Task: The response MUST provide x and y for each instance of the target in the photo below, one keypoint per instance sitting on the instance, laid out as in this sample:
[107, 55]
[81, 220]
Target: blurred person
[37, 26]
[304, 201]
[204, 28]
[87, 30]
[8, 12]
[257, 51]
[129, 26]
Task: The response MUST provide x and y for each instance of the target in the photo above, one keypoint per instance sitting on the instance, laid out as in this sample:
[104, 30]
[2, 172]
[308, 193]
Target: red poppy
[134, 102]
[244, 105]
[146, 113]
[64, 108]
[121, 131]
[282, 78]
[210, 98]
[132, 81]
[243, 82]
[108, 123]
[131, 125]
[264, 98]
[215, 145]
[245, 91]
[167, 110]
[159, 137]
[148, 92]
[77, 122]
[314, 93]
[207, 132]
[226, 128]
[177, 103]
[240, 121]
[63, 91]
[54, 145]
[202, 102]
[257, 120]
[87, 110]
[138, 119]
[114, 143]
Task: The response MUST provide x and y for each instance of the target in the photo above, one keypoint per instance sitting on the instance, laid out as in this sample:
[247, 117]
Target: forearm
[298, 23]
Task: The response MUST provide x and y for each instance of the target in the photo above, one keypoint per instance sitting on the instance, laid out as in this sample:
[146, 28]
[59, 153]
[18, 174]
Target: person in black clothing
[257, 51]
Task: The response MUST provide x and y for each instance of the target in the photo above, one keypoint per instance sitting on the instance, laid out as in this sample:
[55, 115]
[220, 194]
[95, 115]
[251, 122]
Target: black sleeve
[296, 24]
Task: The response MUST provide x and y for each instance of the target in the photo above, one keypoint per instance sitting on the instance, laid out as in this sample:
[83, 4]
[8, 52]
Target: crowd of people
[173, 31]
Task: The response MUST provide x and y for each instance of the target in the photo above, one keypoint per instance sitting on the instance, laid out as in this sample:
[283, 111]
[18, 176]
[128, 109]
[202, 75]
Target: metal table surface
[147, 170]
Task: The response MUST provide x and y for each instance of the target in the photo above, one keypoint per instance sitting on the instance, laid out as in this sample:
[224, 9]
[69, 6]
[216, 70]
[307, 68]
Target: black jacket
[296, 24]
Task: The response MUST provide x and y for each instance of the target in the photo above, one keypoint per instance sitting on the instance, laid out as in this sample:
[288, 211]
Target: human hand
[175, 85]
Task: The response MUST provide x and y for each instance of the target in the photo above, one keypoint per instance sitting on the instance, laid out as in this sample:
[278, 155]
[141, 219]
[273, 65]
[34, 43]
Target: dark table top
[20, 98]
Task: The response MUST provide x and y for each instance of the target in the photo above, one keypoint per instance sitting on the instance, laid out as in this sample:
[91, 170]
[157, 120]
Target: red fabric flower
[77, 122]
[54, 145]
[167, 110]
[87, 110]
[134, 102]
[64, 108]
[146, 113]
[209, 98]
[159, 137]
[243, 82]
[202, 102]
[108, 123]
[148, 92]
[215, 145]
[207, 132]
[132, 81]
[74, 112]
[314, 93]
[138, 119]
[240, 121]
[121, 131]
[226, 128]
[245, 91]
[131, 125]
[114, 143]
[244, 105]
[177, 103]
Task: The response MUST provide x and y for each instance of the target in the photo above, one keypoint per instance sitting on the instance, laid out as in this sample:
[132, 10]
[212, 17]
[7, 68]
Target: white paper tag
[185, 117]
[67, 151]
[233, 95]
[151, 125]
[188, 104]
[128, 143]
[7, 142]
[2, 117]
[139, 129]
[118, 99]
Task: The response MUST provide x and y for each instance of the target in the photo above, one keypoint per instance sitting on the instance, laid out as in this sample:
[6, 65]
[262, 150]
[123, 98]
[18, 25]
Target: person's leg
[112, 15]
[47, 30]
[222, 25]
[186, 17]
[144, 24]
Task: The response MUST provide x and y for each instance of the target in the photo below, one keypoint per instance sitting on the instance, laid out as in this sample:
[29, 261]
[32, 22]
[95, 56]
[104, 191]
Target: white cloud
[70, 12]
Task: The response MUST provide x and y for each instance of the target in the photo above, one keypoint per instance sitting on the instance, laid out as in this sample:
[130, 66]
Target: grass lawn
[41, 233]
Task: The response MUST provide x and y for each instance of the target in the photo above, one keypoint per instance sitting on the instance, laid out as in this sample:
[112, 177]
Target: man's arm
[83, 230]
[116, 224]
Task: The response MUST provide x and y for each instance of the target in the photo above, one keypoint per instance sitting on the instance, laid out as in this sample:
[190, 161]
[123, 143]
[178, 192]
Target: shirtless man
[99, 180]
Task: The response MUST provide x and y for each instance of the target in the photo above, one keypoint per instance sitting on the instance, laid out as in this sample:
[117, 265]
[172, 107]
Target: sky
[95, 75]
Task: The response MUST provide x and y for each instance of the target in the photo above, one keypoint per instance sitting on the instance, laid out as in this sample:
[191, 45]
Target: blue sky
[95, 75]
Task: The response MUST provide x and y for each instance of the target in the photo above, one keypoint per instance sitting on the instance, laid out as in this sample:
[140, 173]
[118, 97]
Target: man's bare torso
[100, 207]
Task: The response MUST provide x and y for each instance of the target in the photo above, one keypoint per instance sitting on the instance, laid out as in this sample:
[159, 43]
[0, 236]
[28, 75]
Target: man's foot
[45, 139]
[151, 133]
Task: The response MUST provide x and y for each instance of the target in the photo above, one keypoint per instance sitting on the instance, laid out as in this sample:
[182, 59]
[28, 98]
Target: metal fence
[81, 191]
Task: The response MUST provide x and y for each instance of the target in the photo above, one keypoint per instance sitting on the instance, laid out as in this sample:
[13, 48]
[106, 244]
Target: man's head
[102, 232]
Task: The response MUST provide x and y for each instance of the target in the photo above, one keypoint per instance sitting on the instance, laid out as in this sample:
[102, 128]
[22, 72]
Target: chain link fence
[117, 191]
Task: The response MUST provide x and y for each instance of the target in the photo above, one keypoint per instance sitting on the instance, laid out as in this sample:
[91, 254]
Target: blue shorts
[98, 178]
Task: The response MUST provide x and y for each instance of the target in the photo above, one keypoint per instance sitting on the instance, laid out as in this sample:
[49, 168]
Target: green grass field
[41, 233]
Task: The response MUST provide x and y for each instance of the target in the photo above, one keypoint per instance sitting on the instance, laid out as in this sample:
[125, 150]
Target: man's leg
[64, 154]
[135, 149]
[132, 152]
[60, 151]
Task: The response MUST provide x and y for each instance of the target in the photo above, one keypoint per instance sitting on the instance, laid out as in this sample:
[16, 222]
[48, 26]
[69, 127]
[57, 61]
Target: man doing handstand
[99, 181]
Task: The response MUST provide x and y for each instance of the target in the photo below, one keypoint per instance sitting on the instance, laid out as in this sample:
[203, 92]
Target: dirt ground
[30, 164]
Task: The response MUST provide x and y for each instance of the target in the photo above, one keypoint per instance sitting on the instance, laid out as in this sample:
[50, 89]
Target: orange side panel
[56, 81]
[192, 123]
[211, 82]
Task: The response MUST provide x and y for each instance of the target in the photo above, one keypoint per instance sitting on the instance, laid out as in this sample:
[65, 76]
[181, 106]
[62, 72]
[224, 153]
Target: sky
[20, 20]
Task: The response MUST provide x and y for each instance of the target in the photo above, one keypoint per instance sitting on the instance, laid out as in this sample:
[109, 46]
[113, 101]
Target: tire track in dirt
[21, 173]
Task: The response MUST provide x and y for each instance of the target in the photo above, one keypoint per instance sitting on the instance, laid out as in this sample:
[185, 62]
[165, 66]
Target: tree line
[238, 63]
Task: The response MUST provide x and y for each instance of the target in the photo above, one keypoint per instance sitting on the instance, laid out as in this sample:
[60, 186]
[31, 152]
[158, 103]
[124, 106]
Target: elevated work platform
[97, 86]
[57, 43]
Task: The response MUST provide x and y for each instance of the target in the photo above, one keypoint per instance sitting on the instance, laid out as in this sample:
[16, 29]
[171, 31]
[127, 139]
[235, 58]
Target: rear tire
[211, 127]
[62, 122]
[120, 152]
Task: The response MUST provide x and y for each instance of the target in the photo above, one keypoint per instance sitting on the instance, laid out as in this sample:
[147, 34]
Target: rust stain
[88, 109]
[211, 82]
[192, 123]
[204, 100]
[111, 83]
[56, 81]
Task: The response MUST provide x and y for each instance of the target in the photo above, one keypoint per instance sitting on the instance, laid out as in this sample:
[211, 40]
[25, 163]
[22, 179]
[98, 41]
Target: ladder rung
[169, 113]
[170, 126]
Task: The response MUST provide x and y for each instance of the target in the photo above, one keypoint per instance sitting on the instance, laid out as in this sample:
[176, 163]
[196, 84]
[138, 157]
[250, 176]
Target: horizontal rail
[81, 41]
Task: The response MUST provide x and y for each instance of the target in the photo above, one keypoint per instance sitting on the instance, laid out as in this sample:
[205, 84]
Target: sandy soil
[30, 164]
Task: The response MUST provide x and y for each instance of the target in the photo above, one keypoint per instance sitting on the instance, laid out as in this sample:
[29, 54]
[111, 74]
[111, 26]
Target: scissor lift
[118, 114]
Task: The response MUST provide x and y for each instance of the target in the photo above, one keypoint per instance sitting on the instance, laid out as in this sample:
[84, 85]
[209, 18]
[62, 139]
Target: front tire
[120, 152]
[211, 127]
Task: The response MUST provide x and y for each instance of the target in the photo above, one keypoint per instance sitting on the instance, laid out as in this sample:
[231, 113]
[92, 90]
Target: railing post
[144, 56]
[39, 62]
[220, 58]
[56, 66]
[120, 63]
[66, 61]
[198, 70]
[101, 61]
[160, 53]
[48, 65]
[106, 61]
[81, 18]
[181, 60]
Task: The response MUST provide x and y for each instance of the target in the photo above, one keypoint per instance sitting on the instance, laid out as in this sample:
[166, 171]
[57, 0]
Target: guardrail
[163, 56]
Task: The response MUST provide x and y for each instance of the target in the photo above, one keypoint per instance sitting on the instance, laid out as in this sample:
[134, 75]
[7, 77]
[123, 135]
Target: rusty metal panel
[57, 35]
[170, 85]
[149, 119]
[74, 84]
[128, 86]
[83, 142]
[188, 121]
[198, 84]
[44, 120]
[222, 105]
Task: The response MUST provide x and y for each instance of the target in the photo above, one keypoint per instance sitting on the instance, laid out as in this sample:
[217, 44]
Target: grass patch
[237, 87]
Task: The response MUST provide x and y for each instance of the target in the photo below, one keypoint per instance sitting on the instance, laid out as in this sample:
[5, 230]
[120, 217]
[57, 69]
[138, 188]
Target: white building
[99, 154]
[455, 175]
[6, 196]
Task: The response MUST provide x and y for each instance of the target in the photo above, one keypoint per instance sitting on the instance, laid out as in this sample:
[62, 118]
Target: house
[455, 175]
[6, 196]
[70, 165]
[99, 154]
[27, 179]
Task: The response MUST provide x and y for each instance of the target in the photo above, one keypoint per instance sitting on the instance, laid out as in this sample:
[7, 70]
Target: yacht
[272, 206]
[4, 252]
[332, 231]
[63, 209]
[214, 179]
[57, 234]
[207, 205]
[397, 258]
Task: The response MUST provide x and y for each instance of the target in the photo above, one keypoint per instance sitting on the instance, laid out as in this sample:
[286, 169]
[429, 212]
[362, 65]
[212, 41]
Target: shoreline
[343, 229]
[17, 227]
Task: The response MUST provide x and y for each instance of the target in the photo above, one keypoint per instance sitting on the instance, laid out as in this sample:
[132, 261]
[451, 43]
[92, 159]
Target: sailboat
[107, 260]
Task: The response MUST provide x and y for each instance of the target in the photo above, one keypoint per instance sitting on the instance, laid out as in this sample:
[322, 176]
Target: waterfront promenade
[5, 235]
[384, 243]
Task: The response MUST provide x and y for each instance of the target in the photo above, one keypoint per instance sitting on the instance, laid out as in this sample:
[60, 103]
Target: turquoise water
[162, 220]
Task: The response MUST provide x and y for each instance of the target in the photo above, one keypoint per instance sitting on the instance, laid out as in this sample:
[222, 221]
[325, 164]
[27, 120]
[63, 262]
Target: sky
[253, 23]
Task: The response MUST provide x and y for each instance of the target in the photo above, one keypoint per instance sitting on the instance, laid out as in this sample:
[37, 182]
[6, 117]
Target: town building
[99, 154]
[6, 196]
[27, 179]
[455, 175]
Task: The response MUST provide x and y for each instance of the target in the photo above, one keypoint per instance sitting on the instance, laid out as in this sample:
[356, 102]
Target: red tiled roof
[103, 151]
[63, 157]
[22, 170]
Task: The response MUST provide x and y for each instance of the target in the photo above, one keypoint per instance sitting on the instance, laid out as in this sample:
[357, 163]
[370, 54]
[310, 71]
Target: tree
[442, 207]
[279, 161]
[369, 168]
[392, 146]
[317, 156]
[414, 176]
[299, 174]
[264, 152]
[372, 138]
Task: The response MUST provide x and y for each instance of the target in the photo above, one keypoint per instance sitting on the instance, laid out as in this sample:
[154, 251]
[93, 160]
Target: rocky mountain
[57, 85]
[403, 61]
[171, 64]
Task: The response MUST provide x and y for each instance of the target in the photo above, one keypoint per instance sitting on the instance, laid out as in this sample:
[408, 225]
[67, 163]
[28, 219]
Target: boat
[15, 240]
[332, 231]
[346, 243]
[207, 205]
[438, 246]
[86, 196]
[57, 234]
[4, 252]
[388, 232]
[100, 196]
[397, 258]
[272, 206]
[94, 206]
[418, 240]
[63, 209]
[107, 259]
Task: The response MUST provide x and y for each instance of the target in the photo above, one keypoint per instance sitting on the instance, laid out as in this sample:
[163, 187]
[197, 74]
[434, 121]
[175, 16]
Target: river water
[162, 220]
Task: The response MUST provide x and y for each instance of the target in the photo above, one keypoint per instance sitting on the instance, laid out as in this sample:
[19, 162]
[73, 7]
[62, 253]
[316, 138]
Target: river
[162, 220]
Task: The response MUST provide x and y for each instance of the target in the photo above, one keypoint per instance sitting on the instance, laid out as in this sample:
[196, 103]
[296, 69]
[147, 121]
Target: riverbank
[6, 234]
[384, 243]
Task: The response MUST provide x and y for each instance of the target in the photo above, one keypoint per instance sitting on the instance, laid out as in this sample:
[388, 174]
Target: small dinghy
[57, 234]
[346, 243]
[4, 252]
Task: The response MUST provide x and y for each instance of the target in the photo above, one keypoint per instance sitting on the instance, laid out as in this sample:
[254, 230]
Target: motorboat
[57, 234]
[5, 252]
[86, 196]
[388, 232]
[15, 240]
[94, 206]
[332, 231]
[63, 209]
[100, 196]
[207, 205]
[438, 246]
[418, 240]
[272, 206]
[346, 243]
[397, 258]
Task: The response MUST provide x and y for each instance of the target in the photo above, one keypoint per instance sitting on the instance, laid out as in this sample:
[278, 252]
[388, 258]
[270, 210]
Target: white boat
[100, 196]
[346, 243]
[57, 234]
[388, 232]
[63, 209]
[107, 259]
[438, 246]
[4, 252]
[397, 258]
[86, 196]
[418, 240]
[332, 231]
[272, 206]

☆ ☆ ☆ ☆ ☆

Filter the listing above, keeping every line that contains the word "black".

Target: person in black clothing
Target: black sleeve
Target: black jacket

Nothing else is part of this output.